Required task: Which lines in the items below contain the string "Outline"? Pick out each one and copy it in full, treating uppercase and lowercase as different.

--- START OF Provided records ---

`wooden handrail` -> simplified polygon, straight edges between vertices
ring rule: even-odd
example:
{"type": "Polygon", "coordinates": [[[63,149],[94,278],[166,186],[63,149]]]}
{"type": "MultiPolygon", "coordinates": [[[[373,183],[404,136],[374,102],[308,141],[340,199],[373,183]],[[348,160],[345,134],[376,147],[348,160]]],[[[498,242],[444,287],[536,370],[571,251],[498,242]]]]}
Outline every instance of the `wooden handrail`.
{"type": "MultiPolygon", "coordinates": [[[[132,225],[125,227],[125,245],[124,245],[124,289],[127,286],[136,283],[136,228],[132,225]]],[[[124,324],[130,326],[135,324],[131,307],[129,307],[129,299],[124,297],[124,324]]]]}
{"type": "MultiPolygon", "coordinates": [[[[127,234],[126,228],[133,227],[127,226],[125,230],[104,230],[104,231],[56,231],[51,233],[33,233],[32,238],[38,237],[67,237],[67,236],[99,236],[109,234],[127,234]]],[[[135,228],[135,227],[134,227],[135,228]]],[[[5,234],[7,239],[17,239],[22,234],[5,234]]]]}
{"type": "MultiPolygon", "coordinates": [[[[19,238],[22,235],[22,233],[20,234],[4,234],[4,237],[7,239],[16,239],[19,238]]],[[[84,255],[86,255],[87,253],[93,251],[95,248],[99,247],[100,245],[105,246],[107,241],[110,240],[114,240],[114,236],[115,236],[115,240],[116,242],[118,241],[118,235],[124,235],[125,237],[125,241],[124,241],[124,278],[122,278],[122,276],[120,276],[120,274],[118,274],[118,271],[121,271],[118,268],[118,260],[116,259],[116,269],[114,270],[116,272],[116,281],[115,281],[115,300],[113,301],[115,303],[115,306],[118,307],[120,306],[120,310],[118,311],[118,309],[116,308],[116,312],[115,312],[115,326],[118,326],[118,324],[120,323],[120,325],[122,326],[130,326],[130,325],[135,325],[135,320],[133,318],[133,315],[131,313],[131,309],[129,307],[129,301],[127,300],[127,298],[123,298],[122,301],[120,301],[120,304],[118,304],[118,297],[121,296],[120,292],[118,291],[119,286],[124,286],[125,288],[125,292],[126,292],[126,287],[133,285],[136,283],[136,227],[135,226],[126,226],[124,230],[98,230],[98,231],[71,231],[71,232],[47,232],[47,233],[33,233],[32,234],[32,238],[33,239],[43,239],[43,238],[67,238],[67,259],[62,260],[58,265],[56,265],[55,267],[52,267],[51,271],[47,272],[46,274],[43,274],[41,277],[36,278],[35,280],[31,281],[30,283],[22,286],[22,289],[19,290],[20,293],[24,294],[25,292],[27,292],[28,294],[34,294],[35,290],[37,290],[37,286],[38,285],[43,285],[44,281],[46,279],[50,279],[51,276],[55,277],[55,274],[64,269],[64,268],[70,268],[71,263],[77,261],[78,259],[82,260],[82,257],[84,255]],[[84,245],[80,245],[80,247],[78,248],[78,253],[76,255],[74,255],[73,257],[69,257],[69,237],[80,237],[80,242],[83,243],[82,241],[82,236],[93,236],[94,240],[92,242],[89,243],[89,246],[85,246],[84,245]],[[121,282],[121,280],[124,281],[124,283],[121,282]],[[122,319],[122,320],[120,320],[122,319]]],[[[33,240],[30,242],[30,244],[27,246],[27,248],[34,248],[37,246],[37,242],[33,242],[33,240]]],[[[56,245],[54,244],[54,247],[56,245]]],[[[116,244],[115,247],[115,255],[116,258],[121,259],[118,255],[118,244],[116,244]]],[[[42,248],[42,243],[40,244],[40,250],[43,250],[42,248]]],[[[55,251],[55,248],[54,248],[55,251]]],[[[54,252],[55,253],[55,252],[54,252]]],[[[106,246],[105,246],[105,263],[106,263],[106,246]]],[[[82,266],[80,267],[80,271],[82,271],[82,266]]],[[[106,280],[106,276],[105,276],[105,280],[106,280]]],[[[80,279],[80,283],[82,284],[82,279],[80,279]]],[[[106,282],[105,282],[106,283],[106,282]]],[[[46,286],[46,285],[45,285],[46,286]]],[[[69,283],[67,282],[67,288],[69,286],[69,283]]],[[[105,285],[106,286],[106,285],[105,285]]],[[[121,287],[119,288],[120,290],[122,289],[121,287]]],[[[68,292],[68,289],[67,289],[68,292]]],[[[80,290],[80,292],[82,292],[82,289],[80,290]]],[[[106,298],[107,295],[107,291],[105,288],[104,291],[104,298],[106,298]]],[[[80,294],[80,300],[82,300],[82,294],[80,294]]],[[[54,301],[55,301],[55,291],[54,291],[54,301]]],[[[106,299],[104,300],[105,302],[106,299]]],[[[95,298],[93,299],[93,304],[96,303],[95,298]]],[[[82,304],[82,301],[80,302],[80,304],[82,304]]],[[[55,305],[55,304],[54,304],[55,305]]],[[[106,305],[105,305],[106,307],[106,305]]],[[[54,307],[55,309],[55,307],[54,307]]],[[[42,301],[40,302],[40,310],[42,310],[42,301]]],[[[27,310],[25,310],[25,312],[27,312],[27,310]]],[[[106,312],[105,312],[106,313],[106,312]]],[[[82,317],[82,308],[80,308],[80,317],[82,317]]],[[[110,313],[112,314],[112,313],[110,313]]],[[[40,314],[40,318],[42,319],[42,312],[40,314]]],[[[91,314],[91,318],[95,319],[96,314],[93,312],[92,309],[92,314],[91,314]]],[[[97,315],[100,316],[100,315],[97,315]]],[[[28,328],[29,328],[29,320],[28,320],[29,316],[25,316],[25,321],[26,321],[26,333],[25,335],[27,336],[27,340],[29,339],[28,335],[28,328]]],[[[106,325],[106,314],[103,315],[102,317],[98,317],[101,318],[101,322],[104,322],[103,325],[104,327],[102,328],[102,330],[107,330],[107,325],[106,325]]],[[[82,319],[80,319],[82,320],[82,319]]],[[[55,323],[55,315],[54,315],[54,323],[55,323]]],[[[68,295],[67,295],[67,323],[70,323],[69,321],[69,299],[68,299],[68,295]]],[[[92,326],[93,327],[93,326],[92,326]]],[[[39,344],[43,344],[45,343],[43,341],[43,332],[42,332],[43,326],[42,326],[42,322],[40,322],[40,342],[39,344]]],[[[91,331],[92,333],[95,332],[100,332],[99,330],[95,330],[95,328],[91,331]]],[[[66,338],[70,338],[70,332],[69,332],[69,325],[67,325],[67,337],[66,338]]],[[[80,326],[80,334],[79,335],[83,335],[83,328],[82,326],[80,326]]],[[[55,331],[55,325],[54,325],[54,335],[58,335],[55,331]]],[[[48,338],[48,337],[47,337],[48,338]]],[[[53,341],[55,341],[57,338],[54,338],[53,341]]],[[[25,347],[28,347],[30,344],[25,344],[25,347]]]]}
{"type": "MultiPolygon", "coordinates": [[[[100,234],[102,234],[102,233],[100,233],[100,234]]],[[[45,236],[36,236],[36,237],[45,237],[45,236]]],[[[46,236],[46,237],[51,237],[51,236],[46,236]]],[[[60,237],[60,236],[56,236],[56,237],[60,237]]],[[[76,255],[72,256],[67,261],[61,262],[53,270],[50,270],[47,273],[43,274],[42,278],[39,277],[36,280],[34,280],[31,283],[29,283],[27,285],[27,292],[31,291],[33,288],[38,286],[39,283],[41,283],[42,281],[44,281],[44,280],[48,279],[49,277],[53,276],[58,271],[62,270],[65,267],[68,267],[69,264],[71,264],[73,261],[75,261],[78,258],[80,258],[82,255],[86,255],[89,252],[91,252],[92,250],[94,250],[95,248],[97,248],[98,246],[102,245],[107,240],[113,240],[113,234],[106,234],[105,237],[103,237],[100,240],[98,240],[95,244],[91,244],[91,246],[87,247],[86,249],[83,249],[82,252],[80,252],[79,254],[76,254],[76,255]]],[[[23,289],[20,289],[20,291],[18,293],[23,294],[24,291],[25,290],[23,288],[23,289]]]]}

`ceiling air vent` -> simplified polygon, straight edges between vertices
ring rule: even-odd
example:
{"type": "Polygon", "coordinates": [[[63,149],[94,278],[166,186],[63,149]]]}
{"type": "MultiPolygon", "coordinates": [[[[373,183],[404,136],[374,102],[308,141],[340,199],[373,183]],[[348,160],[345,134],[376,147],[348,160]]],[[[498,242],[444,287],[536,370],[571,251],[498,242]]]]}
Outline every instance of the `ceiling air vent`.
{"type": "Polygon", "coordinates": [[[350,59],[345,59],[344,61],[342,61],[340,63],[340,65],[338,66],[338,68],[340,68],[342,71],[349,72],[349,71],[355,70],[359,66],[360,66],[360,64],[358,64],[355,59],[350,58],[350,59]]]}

--- END OF Provided records ---

Full output:
Outline every instance of the `wooden handrail`.
Outline every instance of the `ceiling air vent`.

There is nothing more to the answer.